» **Aufgabenstellung**:
1/ Wie lautet der Satz „Das war zum Glück in Spanien und die Telefonleitung war gut, hat aber trotzdem seine Zeit gedauert.“ aus dem Forumsauszug über Bedienpanels auf Englisch?
2/ Führen Sie den Forumsauszug über Bedienpanels nach seinem letzten Satz weiter.

Stimmt, bei Softwareupdates habe ich bisher meist nur einzelne Funktionen ersetzt, oder mal einen Datenbaustein, das war überschaubar. Nur einmal ist eine SPS in eine Urlöschanforderung gegangen (ich weiß bis heute nicht warum, war das alte Modell der 315-2DP, und der Schlüsselschalter war abgezogen) und danach musste ich das komplette Projekt neu aufspielen. Das war zum Glück in Spanien und die Telefonleitung war gut, hat aber trotzdem seine Zeit gedauert.

Aber ich denke da das Panel ja doch in den Funktionen recht begrenzt ist, sollte auch der zu übertragende Datensatz überschaubar sein. Oder werden Grafiken etwa unkompromiert übertragen?

Gruß
emtewe


----------



## Maxl (24 Juni 2009)

ups, sorry, da ist jetzt was doppelt


----------



## mark1rs (30 September 2009)

*Meine Erfahrungen*

Hallo zusammen,
ich hab zu dem Thema KTP oder Basic Panel folgende erfahrung gemacht.
1. Haben wir zur Zeit in einer Anlage mit 11 KTP 600 und einem KTP 1500 schon drei Ausfälle des Touchpad. Letzte Aussage von Siemens war das die alle austauschen wollen und eine Rückrufaktion starten werden.
2. Die Panel sind alle auf eine bestimmte Variablen oder PowerTag anzahl begrenzt. KTP 600 = 128 und KTP 1500  = 256. Wir sind da schon schnell an die Grenzen gestoßen.

» **Bereitgestellte Daten**:
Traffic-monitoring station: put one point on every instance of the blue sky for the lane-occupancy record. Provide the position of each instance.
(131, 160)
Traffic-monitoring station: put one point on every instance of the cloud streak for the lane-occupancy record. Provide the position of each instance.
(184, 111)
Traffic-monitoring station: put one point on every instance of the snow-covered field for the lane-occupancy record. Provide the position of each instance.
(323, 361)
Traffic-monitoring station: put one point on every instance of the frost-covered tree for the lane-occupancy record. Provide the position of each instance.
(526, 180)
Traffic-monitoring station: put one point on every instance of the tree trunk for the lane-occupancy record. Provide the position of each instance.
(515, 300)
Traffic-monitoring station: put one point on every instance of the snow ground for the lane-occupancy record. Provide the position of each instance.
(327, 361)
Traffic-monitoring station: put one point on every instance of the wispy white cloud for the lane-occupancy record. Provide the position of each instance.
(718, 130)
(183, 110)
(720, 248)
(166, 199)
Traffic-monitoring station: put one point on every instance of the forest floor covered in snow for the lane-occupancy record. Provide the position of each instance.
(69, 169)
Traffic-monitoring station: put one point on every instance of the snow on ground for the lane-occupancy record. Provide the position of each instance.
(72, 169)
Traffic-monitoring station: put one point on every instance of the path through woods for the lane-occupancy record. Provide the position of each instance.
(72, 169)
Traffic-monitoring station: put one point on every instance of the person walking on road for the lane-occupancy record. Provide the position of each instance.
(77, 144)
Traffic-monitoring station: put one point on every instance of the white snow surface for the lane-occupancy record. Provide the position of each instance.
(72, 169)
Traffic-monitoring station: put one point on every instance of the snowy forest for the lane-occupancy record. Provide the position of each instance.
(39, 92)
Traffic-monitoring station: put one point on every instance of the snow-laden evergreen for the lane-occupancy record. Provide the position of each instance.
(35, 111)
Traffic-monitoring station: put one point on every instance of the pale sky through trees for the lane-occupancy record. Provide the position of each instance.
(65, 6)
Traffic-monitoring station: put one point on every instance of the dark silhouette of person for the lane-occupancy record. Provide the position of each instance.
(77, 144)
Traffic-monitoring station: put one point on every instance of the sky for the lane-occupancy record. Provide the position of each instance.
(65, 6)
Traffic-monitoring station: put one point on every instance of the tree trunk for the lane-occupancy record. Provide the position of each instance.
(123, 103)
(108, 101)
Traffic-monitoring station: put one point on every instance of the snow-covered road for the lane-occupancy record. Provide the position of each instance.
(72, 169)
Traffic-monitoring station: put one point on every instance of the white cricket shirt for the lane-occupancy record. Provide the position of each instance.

» **Lösungen**:
1/ Luckily, that was in Spain and the phone line was good, but it still took quite a while.

2/
3. Fernwartung in unserem fall kein Problem da wir hier ein Profinet haben und dazu eine sauberen zugang zum Netz vom Kunden erhalten haben.
4. Die Panels besitzen keinen Kartenslots für evtl. Sicherungen oder Archivierung.

Wenn also eine TS-Adapter verbindung genutzt verden soll würde ich es auf jeden fall vermeiden die HMI Geräte zu bespielen. Wenn der Transfer abbricht ist so zu sagen Holland in not. Die Möglichkeit per HTTP o.ä. auf die Panels zu kommen haben wir auch vermisst, konnten uns aber helfen in dem wir einfach dir RT auf einem userer Rechner laufen liesen.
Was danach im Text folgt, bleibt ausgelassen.